_Data entries:_
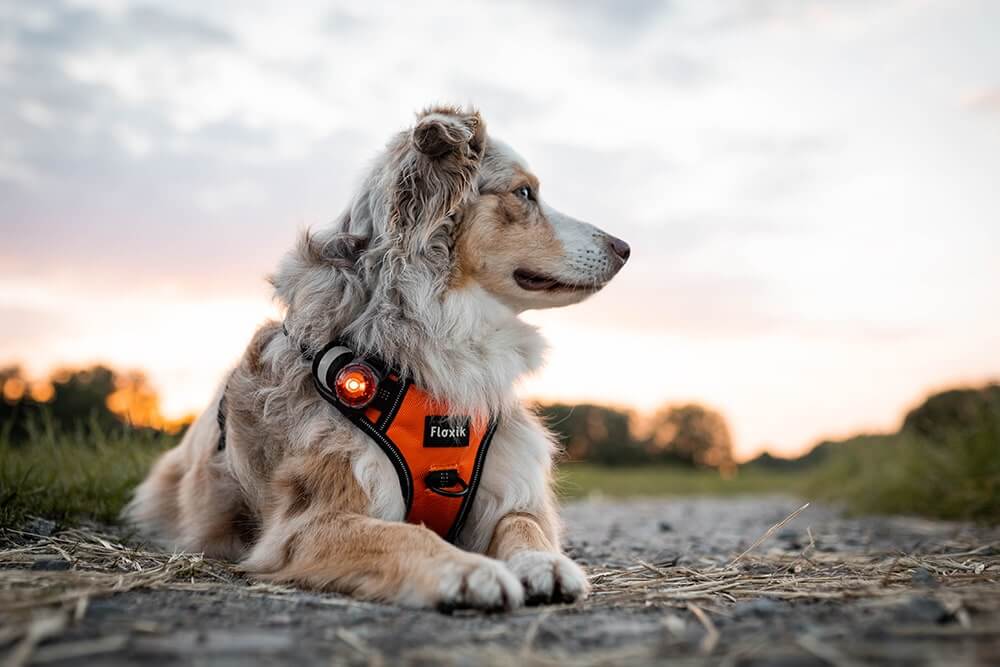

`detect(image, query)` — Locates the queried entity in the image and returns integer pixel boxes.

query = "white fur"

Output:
[507,551,590,600]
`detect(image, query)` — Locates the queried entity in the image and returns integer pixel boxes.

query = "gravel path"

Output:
[0,497,1000,666]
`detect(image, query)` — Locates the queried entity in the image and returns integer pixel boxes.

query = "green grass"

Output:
[0,410,1000,527]
[0,423,176,527]
[806,422,1000,523]
[557,463,805,498]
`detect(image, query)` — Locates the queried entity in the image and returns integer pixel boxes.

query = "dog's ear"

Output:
[390,107,486,239]
[413,107,486,158]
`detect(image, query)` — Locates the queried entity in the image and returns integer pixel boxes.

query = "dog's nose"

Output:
[608,236,632,264]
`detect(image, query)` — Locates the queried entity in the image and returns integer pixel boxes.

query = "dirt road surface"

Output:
[0,497,1000,667]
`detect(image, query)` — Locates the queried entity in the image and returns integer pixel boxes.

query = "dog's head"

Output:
[272,107,629,347]
[452,138,630,311]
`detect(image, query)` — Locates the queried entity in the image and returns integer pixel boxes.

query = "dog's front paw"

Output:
[507,551,590,604]
[436,554,524,612]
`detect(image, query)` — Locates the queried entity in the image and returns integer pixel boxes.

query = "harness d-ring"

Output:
[424,470,469,498]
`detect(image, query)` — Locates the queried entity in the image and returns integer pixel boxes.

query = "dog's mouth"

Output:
[514,269,601,292]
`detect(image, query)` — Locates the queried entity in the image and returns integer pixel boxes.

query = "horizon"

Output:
[0,0,1000,461]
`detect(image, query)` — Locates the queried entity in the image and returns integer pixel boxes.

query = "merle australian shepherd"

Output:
[126,107,629,609]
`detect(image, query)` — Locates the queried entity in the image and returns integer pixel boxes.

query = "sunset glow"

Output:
[0,0,1000,459]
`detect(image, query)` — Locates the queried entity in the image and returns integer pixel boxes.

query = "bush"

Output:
[810,406,1000,523]
[0,416,176,526]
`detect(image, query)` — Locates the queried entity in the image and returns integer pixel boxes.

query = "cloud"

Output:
[529,0,673,47]
[964,86,1000,114]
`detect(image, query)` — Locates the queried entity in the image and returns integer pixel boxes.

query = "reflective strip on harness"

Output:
[313,358,497,542]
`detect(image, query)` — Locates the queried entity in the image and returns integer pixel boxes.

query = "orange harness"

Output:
[307,342,497,542]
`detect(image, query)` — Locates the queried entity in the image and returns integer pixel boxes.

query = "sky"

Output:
[0,0,1000,459]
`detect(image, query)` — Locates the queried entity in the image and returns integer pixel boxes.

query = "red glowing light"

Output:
[334,363,378,409]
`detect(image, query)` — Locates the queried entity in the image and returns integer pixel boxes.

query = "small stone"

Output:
[24,517,56,537]
[910,567,938,588]
[31,559,73,572]
[733,598,785,618]
[895,595,953,623]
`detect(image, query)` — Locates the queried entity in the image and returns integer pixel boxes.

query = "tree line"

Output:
[0,365,734,472]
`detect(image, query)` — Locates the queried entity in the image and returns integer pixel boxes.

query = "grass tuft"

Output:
[0,420,176,527]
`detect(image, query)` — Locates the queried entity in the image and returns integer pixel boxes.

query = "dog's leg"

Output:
[486,512,590,604]
[241,453,524,610]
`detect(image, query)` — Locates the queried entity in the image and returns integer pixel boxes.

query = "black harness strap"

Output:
[282,323,497,542]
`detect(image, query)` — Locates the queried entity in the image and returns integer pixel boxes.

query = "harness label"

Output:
[424,415,470,447]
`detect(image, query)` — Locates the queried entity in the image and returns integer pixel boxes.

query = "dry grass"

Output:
[0,508,1000,665]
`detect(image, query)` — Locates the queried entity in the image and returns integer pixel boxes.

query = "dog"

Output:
[125,106,630,610]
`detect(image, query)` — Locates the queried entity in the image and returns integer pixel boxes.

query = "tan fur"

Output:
[127,107,624,609]
[452,193,562,293]
[486,512,559,560]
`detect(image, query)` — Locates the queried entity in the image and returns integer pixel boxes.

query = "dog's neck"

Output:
[348,283,545,417]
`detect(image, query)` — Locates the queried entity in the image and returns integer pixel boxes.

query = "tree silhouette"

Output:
[649,403,734,472]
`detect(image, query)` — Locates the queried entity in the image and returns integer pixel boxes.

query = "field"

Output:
[0,415,1000,526]
[0,427,1000,666]
[557,463,808,499]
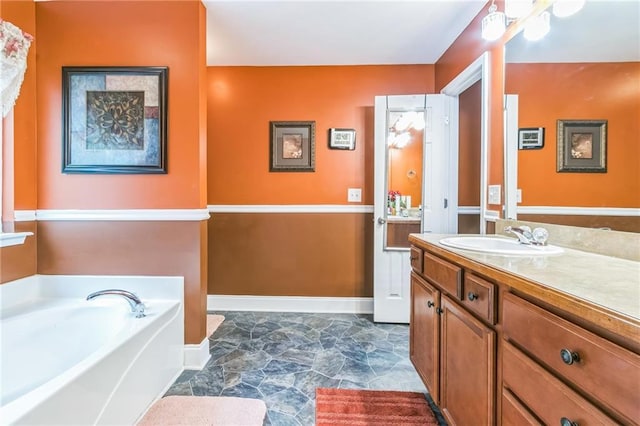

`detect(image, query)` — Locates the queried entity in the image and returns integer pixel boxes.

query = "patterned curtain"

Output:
[0,18,33,117]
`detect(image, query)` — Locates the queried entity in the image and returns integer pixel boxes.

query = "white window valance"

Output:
[0,18,33,117]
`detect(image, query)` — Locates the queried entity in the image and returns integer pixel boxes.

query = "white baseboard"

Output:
[207,294,373,314]
[184,337,211,370]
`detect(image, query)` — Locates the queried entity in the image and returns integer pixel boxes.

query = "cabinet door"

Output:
[409,273,440,404]
[440,295,496,425]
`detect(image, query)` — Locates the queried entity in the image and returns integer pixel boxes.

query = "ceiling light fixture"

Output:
[523,11,551,41]
[551,0,585,18]
[482,0,507,41]
[504,0,533,19]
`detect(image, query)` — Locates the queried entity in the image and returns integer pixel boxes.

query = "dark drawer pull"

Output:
[560,417,578,426]
[560,349,580,364]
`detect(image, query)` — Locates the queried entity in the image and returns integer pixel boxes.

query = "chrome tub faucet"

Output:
[87,289,145,318]
[504,225,549,246]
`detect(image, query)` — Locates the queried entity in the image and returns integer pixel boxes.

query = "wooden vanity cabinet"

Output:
[440,296,496,425]
[410,248,496,425]
[409,272,440,404]
[410,239,640,426]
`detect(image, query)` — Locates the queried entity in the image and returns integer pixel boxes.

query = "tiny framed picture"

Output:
[557,120,607,173]
[329,128,356,151]
[269,121,316,172]
[62,67,168,174]
[518,127,544,149]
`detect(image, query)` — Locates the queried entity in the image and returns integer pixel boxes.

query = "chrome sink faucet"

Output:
[504,225,549,246]
[87,289,145,318]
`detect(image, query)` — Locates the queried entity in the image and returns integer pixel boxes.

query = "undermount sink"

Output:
[440,236,563,256]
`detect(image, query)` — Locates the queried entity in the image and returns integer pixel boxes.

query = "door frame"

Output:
[440,52,495,235]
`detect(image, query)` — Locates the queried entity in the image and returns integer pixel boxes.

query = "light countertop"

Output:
[411,234,640,321]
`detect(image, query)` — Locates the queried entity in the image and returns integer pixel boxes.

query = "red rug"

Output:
[316,388,438,426]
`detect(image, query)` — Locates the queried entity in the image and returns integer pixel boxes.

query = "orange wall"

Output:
[0,0,38,210]
[36,0,206,209]
[506,62,640,207]
[208,65,434,204]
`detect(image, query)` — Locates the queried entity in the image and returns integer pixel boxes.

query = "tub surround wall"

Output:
[37,221,207,345]
[0,221,38,284]
[208,213,373,297]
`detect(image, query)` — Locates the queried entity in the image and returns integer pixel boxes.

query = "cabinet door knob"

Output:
[560,349,580,365]
[560,417,578,426]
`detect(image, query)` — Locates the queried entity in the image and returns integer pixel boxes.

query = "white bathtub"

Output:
[0,275,184,425]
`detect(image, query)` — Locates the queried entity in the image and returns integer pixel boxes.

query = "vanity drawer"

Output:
[502,341,616,426]
[501,389,542,426]
[410,246,422,274]
[462,273,496,324]
[502,294,640,422]
[422,253,462,299]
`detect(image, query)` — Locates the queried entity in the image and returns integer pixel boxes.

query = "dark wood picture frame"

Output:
[557,120,607,173]
[269,121,316,172]
[62,66,169,174]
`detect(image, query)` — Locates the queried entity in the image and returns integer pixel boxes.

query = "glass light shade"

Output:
[523,11,551,41]
[504,0,533,19]
[551,0,585,18]
[482,9,507,41]
[395,133,411,149]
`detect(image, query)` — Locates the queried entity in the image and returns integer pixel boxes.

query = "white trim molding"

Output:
[184,337,211,370]
[0,232,33,247]
[13,210,36,222]
[458,206,480,214]
[208,204,373,213]
[36,209,209,221]
[207,294,373,314]
[518,206,640,216]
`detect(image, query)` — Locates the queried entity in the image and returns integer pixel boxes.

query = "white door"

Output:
[373,95,457,323]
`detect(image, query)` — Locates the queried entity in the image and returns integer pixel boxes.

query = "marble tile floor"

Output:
[165,311,446,426]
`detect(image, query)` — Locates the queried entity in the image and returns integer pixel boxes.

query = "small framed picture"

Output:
[557,120,607,173]
[269,121,316,172]
[518,127,544,149]
[329,128,356,151]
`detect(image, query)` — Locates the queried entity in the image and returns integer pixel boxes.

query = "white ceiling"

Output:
[203,0,486,66]
[506,0,640,63]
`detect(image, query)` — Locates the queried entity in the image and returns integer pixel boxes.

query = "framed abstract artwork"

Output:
[269,121,316,172]
[62,67,168,174]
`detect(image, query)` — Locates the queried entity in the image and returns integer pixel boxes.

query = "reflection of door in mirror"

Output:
[385,110,425,248]
[458,80,482,234]
[505,1,640,232]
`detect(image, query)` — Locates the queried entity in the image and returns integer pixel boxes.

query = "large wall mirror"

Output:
[505,1,640,232]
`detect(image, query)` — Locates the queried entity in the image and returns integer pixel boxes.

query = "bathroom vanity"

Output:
[409,234,640,426]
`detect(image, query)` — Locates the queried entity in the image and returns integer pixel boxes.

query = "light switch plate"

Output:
[489,185,500,204]
[347,188,362,203]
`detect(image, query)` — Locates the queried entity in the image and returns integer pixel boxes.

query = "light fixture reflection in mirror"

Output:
[385,111,425,248]
[505,1,640,232]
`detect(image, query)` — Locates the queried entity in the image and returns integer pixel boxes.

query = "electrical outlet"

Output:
[488,185,500,204]
[347,188,362,203]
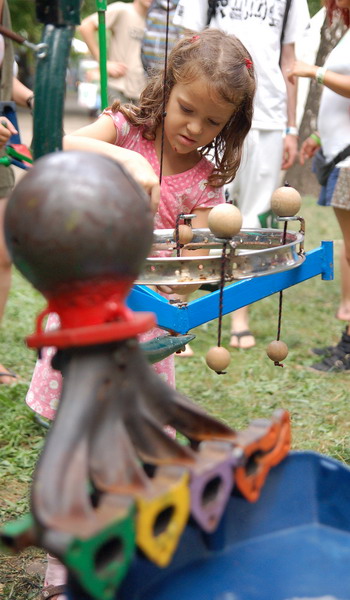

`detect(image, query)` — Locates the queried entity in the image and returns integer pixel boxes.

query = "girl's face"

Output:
[164,77,234,154]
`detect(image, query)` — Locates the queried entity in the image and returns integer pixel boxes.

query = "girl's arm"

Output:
[288,60,350,98]
[63,115,160,213]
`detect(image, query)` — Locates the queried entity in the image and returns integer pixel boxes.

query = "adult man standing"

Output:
[174,0,310,348]
[79,0,152,104]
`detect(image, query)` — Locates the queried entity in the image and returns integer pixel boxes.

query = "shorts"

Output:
[317,167,350,210]
[0,159,15,198]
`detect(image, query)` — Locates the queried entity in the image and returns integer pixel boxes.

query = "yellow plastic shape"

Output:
[136,472,190,567]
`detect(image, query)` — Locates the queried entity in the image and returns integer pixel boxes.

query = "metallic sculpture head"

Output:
[5,152,153,295]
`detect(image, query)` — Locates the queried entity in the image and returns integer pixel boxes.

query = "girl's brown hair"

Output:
[324,0,350,27]
[112,29,256,187]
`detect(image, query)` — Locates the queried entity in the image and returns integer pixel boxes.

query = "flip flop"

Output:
[37,584,67,600]
[230,329,255,350]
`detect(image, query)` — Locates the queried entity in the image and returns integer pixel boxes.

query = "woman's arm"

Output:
[288,60,350,98]
[63,115,160,213]
[281,44,298,170]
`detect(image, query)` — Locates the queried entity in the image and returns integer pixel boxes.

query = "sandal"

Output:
[37,584,67,600]
[230,329,255,350]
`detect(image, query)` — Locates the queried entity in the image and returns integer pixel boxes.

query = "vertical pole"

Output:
[96,0,108,110]
[33,0,80,160]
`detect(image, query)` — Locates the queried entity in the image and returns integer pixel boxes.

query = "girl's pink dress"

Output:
[26,110,224,419]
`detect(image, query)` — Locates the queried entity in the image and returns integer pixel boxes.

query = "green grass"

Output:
[0,198,350,600]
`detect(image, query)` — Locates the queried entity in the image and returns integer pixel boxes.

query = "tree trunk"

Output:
[285,19,345,196]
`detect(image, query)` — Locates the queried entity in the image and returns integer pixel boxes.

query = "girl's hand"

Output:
[281,135,298,171]
[107,60,128,79]
[299,137,320,165]
[0,117,18,148]
[287,60,318,83]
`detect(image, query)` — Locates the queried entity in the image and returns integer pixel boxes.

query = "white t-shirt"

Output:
[92,2,146,100]
[174,0,310,129]
[318,30,350,167]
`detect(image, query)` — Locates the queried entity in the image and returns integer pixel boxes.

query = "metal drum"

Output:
[136,229,305,285]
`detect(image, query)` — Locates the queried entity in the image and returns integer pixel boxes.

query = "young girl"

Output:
[27,29,255,600]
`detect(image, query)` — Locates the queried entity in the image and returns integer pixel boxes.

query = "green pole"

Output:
[96,0,108,110]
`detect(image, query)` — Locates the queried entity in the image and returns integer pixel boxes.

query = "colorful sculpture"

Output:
[2,152,290,600]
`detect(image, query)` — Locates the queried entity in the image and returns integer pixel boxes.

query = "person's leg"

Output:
[40,554,67,600]
[336,243,350,321]
[227,129,283,349]
[0,198,14,385]
[311,173,350,372]
[334,205,350,335]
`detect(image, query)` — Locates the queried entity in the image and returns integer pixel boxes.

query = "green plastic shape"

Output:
[63,507,136,600]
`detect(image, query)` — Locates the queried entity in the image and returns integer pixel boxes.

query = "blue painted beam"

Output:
[128,241,333,333]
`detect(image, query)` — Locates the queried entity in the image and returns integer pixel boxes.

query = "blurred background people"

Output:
[0,0,34,384]
[79,0,152,104]
[289,0,350,371]
[174,0,310,349]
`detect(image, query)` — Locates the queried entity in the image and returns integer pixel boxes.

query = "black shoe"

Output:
[310,353,350,373]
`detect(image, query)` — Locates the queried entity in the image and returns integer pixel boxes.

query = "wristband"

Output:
[286,127,299,136]
[310,133,321,146]
[26,94,34,110]
[315,67,327,85]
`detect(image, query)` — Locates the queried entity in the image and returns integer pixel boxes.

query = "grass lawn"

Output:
[0,198,350,600]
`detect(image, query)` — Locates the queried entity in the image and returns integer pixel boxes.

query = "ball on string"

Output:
[208,203,242,238]
[178,225,193,244]
[266,340,288,362]
[205,346,231,373]
[271,185,301,217]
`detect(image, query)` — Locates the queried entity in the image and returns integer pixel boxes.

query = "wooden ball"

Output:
[179,225,193,244]
[208,203,242,238]
[205,346,231,373]
[271,185,301,217]
[266,340,288,362]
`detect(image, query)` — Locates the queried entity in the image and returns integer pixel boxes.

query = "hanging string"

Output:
[175,213,185,256]
[218,242,227,346]
[276,221,287,340]
[159,0,170,185]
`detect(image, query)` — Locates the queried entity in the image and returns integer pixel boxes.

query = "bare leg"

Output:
[334,208,350,329]
[43,554,67,600]
[336,244,350,321]
[0,198,14,385]
[230,306,255,350]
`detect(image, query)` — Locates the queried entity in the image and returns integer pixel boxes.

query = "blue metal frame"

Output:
[128,241,333,334]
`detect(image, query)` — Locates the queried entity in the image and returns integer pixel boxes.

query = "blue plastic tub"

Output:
[67,452,350,600]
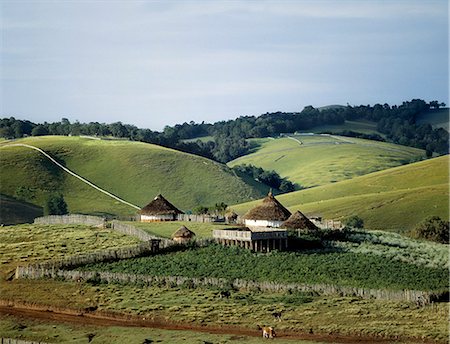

_Required work:_ Reproduce the records verbatim from the beginning through the line containing "[0,497,1000,666]". Leave the pictures out of your copy.

_Reply to the exercise:_
`detect(image, query)` — Locates the queried entity in the image and returns integer pixel boxes.

query = "white fur"

Output:
[507,551,590,600]
`detect(image, query)` — Locates the queried entity in the image and returns integer pixel boxes.

query = "gravel path"

Output:
[0,497,1000,666]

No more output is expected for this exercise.